Excerpt to read:
———

# Sigma 50mm 1.4 Art or 35mm 1.4 Art. Which one would YOU buy? (I can't decide)



## davejdoe (Jun 16, 2014)

I'm trying to decide between the Sigma 35mm 1.4 or the 50mm 1.4 Art...

I was going to ask for some advice on which one but I figured there would be tons of "What do you shoot?" and "What do you own already?" type responses naturally. Either lens will be well used.

So.... which one would YOU buy?


----------



## wickidwombat (Jun 16, 2014)

i have both so i don't have to decide 

but if i had to choose it would be the 50

as i use the 16-35 alot or the 11-22 on the eos m 

i find the 16-35 on one body and the 50 1.4 on another a very nice combo for general use

if i only take 1 fast prime with me then i like the 50, i've missed 50mm for so long this 50 art lens is really a godsend

but i also like to take 2 bodies in low light with the 35 on one and the 85 on the other this is an awesome combo for events 35 for groups 85 for candids and couples


----------



## Hjalmarg1 (Jun 16, 2014)

I don't have to decide either because I have the 35mm f2IS and can't be happier. But I was never happy with any of the three (3) 50mm canon produce. 
In my wish list is the sigma 50A.


----------



## timmy_650 (Jun 16, 2014)

What lenses do you already have?


----------



## daemorhedron (Jun 16, 2014)

I'm trying to decide too, and while I don't have either so far my own theorycraft leads me to think that I'll get the Canon 35mm f2IS and Sigma 50mm 1.4 ART.


----------



## infared (Jun 16, 2014)

It's Simple...
BOTH!!!! :-X


----------



## candyman (Jun 16, 2014)

If I had to choose between 35mm and 50 mm, it would be 50 mm. For me 50mm is a great focal length for portraits but also for streetphotography if I don't want to be too much close to people.
I do own the Canon 35mm f/2 IS. The 50mm Art and the Canon is a great combo. Why the 35mm of Canon? Because it is light/small, contains IS and makes a light combination with my 6D


----------



## helpful (Jun 16, 2014)

The answers to this poll are surprising to me. Considering physics instead of the business of photography, the 50mm lens happens to perform even better.

———

Collected data:
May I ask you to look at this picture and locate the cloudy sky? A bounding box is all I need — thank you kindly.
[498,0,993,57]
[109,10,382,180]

———

Task set:
1. Answer these questions from the lens thread:
(a) Which lens would wickidwombat pick if only one could be chosen?
(b) Which camera body does candyman pair with the Canon 35mm?
(c) Which two lenses does daemorhedron expect to get?
2. Based on the lens thread, is each statement true? Answer yes or no and quote the words that decide it.
(a) Hjalmarg1 already owns the Canon 35mm f2IS.
(b) For events, wickidwombat puts the 35 on one body and the 85 on another.
(c) Forced to choose, candyman would take the 35mm.
3. Update the lens thread between "## daemorhedron (Jun" and "It's Simple...", inclusive, and write out that passage with "theorycraft" changed to "reasoning".
The listing is not needed for any of this work.

Answers in order:
1.
(a) The 50.
(b) The 6D.
(c) The Canon 35mm f2IS and the Sigma 50mm 1.4 ART.

2.
(a) Yes: "I have the 35mm f2IS and can't be happier."
(b) Yes: "with the 35 on one and the 85 on the other this is an awesome combo for events"
(c) No: "If I had to choose between 35mm and 50 mm, it would be 50 mm."

3.
## daemorhedron (Jun 16, 2014)

I'm trying to decide too, and while I don't have either so far my own reasoning leads me to think that I'll get the Canon 35mm f2IS and Sigma 50mm 1.4 ART.


----------



## infared (Jun 16, 2014)

It's Simple...